Records of labeled points
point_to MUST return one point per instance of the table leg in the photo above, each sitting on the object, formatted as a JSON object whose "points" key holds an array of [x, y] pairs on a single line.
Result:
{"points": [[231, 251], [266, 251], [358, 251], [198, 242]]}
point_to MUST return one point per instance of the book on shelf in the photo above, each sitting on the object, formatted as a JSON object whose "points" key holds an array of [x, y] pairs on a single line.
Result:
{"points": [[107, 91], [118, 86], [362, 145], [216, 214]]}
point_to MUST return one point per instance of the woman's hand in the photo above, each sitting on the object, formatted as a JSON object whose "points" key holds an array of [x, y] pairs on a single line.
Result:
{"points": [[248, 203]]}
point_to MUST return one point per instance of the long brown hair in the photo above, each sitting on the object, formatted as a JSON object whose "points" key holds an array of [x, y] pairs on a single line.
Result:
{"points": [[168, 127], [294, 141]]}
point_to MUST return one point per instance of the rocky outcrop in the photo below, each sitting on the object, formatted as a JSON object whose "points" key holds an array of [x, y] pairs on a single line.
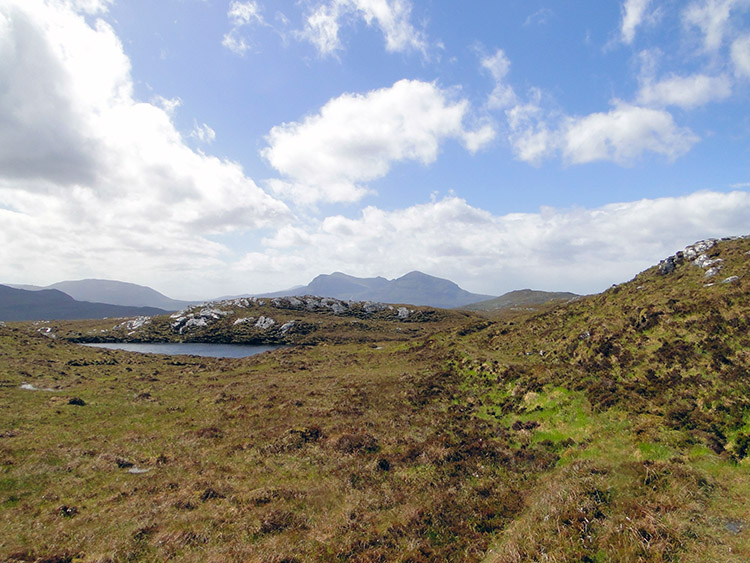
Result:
{"points": [[697, 254]]}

> _INSTRUCTIONS FOR THE TASK_:
Print every line of the records above verbatim, from first to last, but leave out the pictures.

> _RESULT OF THE TASK_:
point_to MUST return one point per instance of the table leg in the photo above, each sitting on the object, formatted as a JSON object whose "points" key holds an array of [x, y] pairs on a single line.
Result:
{"points": [[231, 251], [266, 251], [358, 251], [198, 242]]}
point_to MUST return one point per instance of the book on shelf in the photo above, each sitting on the object, formatted as a JSON object whose "points" key holds an array of [x, y] pairs on a single line.
Result:
{"points": [[107, 91], [118, 86], [362, 145], [216, 214]]}
point_to MUST return one point per instance of the woman's hand in the photo above, each sitting on the object, formatted as a JSON object whose "points" key holds an array of [x, y] pairs on a single line.
Result:
{"points": [[248, 203]]}
point_to MUST return one point per instance of the long brown hair in the photo above, each sitting on the object, formatted as a JSON object whose "points" key holds an array of [x, y] pairs on a single line.
Result:
{"points": [[168, 127], [294, 141]]}
point_to MUST return one point per instance of the rocky outcrop in the photo below, each sitting on the object, formatted as a JSON object whose "points" key holds an array of [x, y] pairs on a single line.
Result:
{"points": [[697, 254]]}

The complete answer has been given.